**Task to complete:**
Extract each line of the material below that contains the word "segment".

**Data supplied:**
##########

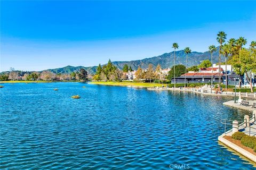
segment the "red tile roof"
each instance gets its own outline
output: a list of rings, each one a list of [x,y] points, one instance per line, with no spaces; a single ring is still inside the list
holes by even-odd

##########

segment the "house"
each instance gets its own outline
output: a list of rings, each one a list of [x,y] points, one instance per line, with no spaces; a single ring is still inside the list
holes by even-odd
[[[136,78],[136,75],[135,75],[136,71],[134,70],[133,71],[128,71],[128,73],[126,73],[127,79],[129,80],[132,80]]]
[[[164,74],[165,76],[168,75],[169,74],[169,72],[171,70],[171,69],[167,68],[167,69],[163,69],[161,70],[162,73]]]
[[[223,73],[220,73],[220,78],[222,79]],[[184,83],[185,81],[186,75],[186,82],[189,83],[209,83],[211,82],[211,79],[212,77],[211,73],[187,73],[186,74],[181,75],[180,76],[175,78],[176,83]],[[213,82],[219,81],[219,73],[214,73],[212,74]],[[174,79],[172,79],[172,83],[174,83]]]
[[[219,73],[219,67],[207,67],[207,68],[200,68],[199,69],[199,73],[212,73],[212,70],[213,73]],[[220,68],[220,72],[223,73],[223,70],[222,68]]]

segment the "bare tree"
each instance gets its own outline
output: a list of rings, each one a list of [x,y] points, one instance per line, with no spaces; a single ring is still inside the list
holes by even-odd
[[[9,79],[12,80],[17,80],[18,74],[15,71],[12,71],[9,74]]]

##########

**Written response:**
segment the "red tile roof"
segment the "house"
segment the "bare tree"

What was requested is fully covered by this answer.